Text excerpt |
──────────────────────────────

Seligpreisung is the fourth album by German band Popol Vuh. It was originally released in 1973 on record label Kosmische Musik. The title is the German name for the Beatitudes, from Christ's Sermon on the Mount.

Release 

In 2004 SPV re-released the album with one bonus track, "Be in Love (Du sollst lieben)", originally released in 1972 on a solo single by Korean vocalist Djong Yun.

Reception 

Perfect Sound Forever described it as "another soaring, beautiful, essential and seminal work, sounding not only unique in the world of music, but among all other Popol Vuh albums."

Track listing 
All tracks composed by Florian Fricke.  Original lyrics from the Gospel of Matthew, revised by Florian Fricke.

──────────────────────────────

Reproduce the entire text on the album Seligpreisung word for word, without any changes.

Stored data |

──────────────────────────────

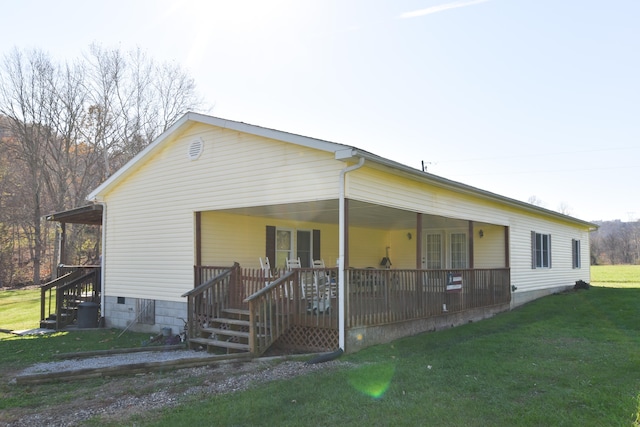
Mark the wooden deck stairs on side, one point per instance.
(228, 334)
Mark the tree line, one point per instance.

──────────────────────────────

Task response |
Seligpreisung is the fourth album by German band Popol Vuh. It was originally released in 1973 on record label Kosmische Musik. The title is the German name for the Beatitudes, from Christ's Sermon on the Mount.

Release 

In 2004 SPV re-released the album with one bonus track, "Be in Love (Du sollst lieben)", originally released in 1972 on a solo single by Korean vocalist Djong Yun.

Reception 

Perfect Sound Forever described it as "another soaring, beautiful, essential and seminal work, sounding not only unique in the world of music, but among all other Popol Vuh albums."

Track listing 
All tracks composed by Florian Fricke.  Original lyrics from the Gospel of Matthew, revised by Florian Fricke.